Problem details →
From the passage on bank capital requirements, extract the portion between "And by the way, by" and "dangerously overpopulated haven.", inclusive, reproducing it word for word.

Passage →
If you make the argument that the bankers are helping to convince the regulators that the shareholders of a bank need to put in very little equity, and therefore the shareholders are made more irrelevant, then it is much easier to understand why bankers have been able to get away with what they are doing.

Bank equity, allowed to be highly leveraged, especially on what is perceived as safe, has produced great returns, which have kept bank shareholders happy and in a complacent mood.

Ask the banks to triple their capital, or at least put up 10 percent of equity against absolutely all assets, and then you might begin see some bonus restricting relations developing between bank managers and the shareholders of banks.

@PerKurowski ©

February 17, 2016

Does BoE’s core mission not include assuring bank credit is allocated as efficiently as possible to the real economy?

Sir, I refer to the letter written by Andrew Bailey and Sir Jon Cunliffe of the Bank of England titled “Proposals designed to fulfill BoE’s core mission”.

“They write “BoE’s proposals about the appropriate capital requirements for the UK’s banks are the product of two years of careful reflection and stress-testing, and are designed to fulfil our core mission of making the banking system safe and sound.”

But then we read about equity requirements expressed as percentages of “risk-weighted assets” and I must again ask the following:

Is not also part of the core mission of BoE assuring that bank credit is allocated as efficiently as possible to the real economy? I ask this because risk weighted capital requirements, by allowing banks to earn higher risk adjusted returns on equity on assets ex ante perceived as safe than on risky assets, distorts horrendously the allocation of bank credit to the real economy.

And by the way, by distorting that credit allocation they will make the real economy unsound and thereby, sooner or later, also threaten the safety of the banking system.

And by the way, just as an aide memoire, I remind them of that no major bank crisis ever result from what is ex ante perceived as risky, these are always the consequences of excessive exposure to something that ex ante was perceived as safe but that ex post turned out to be risky.

@PerKurowski ©

January 23, 2016

Too much fighting for a safe haven dissipates its safety and turns in into a dangerously overpopulated haven.

Sir, Tim Harford writing on the “dissipation of economic rents” holds that “They’re frustrating, because value is being frittered away in the competition to secure them… the entire value on offer will be consumed by the race to grab it.” “How fighting for aprize knocks down its value”

How come it is seemingly so hard for Harford and other economists to apply the same concept to the “dissipation of credit safety”?

If regulators allow banks to hold less capital against what is perceived as safe, which means they can leverage more with these assets, and which means they will earn higher expected risk adjusted returns on assets perceived as safe than on assets perceived as risky … then they will hold more and more of safe assets perceived as safe… until the safety of these assets dissipates.

Harford asks: “Can anything be done about … rent-dissipating behaviour?” and answers “One approach is to tax it.” 

Since dissipating credit security is the result of a regulatory subsidy in favor of safety, in that case an easier and more sustainable solution would be just to get rid of dumb regulators, those who think that what is ex ante perceived as safe is more dangerous to the banking system than what is perceived as risky.

Information shown →
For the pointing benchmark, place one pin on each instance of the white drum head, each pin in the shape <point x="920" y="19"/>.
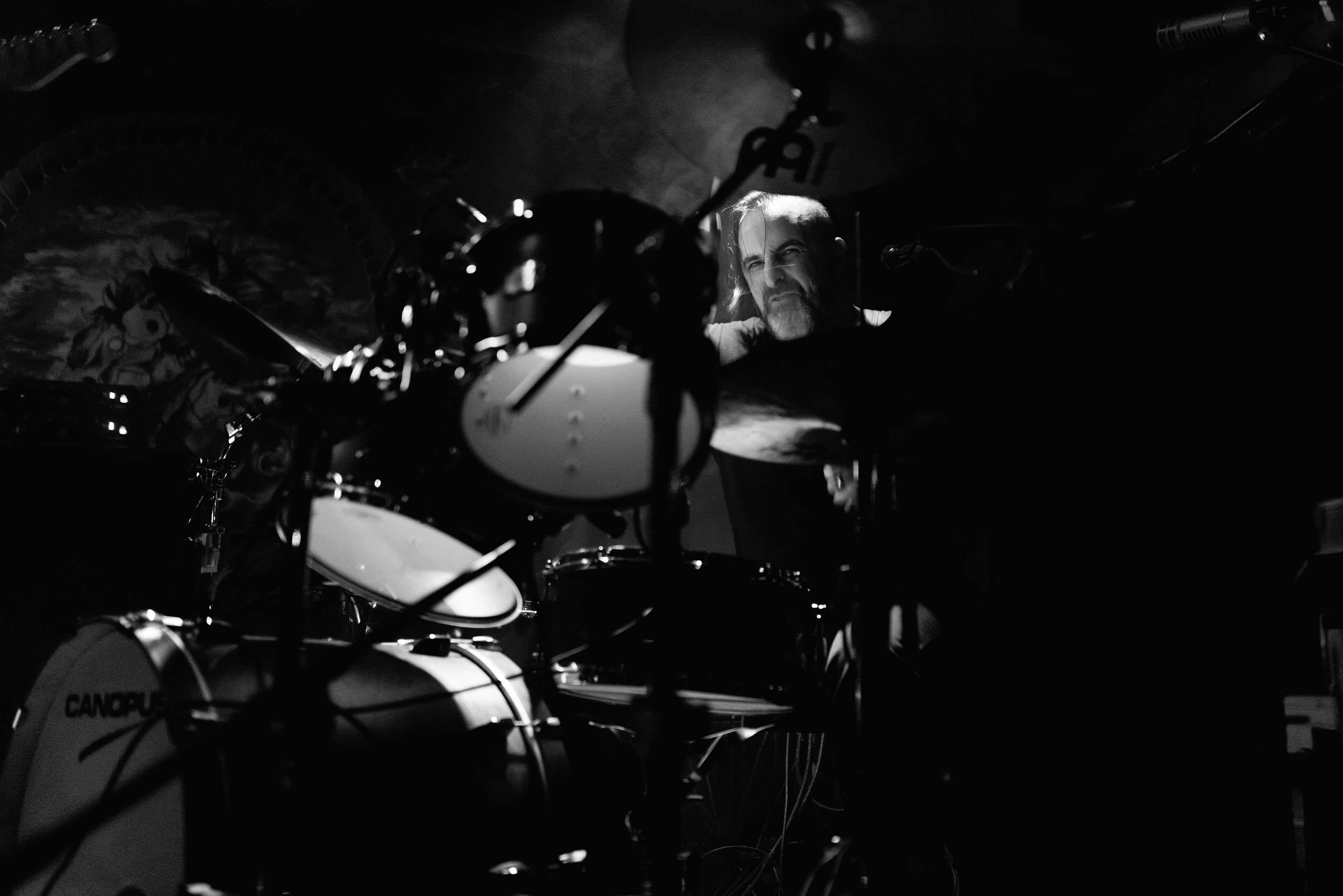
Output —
<point x="716" y="704"/>
<point x="586" y="437"/>
<point x="395" y="561"/>
<point x="107" y="712"/>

Result of this task →
And by the way, by distorting that credit allocation they will make the real economy unsound and thereby, sooner or later, also threaten the safety of the banking system.

And by the way, just as an aide memoire, I remind them of that no major bank crisis ever result from what is ex ante perceived as risky, these are always the consequences of excessive exposure to something that ex ante was perceived as safe but that ex post turned out to be risky.

@PerKurowski ©

January 23, 2016

Too much fighting for a safe haven dissipates its safety and turns in into a dangerously overpopulated haven.